◆ What this task involves: The line containing "the bush, I" marks the start; please restate exactly that line and only the lines following it through the end of the material below.

◆ Records to process:

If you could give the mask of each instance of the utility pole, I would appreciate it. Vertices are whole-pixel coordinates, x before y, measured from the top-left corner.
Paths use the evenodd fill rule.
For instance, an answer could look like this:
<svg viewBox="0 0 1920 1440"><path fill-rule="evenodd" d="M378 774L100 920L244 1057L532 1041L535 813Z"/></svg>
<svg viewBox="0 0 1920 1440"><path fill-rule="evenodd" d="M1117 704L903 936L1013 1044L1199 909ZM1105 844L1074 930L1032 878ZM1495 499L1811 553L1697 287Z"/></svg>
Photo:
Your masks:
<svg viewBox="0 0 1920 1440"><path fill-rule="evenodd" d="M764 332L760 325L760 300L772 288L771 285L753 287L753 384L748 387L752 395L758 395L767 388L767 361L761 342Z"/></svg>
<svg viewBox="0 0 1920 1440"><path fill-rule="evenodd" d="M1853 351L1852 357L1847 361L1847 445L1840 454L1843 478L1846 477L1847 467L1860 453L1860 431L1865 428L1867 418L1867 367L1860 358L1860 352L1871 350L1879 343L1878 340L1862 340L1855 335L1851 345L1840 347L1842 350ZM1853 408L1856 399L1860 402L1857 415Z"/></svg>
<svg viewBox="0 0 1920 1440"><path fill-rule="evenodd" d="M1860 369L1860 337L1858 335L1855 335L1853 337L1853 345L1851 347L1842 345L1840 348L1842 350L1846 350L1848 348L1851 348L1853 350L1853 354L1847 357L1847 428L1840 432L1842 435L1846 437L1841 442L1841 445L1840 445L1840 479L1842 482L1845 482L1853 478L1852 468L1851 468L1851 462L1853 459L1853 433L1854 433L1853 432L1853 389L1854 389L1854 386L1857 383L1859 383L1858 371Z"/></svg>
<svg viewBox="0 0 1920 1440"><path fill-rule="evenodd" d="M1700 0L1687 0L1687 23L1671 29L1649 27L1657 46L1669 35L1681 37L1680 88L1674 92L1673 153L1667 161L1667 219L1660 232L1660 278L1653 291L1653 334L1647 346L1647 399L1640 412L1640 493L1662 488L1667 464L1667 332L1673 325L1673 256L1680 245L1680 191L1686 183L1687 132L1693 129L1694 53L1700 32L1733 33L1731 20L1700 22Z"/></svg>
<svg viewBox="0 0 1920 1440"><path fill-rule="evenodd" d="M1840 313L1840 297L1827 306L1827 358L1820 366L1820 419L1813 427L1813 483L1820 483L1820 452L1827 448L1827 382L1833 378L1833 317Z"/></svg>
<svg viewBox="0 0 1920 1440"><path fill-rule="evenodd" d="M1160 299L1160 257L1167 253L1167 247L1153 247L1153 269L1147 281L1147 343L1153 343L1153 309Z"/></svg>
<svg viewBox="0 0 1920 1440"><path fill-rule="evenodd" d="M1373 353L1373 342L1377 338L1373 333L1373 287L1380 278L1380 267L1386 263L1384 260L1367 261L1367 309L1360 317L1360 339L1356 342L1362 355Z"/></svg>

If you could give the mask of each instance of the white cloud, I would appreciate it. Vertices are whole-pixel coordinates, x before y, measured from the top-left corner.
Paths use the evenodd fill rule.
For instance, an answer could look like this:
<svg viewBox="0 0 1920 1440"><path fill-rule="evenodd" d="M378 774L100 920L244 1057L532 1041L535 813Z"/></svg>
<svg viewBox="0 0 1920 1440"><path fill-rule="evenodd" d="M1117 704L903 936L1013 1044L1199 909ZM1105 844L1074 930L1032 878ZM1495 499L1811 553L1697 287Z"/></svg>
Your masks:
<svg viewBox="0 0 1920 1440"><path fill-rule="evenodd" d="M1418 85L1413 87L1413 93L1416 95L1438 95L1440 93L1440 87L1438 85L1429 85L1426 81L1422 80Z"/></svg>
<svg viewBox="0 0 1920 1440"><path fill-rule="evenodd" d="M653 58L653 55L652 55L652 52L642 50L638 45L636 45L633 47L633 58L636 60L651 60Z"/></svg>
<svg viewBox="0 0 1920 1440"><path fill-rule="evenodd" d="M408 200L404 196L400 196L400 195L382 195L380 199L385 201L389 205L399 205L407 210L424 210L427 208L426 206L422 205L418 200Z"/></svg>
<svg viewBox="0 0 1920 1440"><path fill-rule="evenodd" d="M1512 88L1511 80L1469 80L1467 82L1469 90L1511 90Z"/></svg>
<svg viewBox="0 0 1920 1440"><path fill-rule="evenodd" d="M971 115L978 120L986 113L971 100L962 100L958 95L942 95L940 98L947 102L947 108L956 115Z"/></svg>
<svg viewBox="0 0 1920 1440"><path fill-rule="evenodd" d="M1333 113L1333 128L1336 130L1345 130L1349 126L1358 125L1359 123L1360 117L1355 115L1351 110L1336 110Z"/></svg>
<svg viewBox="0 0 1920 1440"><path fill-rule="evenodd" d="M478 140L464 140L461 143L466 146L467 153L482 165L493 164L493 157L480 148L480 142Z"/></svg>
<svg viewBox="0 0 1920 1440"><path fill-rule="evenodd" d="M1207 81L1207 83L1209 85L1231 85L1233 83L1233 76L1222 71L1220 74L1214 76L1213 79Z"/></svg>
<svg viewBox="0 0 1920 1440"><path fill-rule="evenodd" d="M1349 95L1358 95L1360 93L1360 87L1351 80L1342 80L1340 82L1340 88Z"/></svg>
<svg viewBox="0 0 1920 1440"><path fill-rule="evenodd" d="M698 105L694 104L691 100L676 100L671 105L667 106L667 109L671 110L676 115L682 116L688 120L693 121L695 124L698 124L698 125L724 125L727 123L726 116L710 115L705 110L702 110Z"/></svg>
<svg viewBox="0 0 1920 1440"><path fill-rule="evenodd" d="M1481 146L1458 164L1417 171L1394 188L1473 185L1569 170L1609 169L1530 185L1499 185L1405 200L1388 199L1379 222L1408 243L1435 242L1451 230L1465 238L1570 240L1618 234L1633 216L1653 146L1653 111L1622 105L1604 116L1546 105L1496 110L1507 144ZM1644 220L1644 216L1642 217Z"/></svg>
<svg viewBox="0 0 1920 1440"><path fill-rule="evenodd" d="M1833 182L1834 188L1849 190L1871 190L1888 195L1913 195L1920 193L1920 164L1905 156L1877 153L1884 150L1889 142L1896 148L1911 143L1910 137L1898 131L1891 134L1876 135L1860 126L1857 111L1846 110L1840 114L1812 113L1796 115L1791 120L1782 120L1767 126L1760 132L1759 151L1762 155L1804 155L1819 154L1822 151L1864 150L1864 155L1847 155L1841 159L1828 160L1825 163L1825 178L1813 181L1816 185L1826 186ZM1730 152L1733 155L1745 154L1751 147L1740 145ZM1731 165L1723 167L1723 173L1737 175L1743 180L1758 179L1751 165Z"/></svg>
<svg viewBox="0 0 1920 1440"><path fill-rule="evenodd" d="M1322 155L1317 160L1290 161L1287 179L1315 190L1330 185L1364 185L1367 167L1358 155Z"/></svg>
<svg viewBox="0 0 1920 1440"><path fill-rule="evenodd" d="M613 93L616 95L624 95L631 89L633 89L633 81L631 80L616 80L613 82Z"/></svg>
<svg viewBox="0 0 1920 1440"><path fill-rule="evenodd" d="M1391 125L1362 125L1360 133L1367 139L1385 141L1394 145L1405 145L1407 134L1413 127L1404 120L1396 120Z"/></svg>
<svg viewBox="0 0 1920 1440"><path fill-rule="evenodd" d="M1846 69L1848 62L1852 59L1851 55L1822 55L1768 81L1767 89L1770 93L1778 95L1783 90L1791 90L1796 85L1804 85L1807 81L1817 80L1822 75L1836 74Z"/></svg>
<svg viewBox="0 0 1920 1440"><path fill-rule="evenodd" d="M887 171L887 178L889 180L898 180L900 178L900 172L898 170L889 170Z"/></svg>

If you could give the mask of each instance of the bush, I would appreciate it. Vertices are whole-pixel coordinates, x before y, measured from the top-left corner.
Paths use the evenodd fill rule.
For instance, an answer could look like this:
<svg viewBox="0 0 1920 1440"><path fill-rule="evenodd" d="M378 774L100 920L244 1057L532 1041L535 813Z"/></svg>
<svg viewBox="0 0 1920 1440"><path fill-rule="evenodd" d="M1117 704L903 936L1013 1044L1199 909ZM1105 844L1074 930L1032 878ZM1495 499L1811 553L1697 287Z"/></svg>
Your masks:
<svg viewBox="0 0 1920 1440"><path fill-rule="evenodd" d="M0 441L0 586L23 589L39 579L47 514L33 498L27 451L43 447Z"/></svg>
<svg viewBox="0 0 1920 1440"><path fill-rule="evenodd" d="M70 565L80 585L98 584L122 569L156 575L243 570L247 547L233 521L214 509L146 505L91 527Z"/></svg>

◆ Output of the exercise:
If you could give the mask of each instance of the bush, I would appreciate it. Vertices are whole-pixel coordinates, x before y, measured from the top-left corner.
Paths use the evenodd fill rule.
For instance, an answer could look like this:
<svg viewBox="0 0 1920 1440"><path fill-rule="evenodd" d="M378 774L100 920L244 1057L532 1041L535 813Z"/></svg>
<svg viewBox="0 0 1920 1440"><path fill-rule="evenodd" d="M1117 704L903 936L1013 1044L1199 909ZM1105 844L1074 930L1032 878ZM1495 499L1811 553L1697 287Z"/></svg>
Your masks:
<svg viewBox="0 0 1920 1440"><path fill-rule="evenodd" d="M0 441L0 586L23 589L39 579L47 514L33 498L27 451L43 447Z"/></svg>
<svg viewBox="0 0 1920 1440"><path fill-rule="evenodd" d="M70 565L80 585L98 584L122 569L156 575L243 570L247 547L233 521L214 509L146 505L91 527Z"/></svg>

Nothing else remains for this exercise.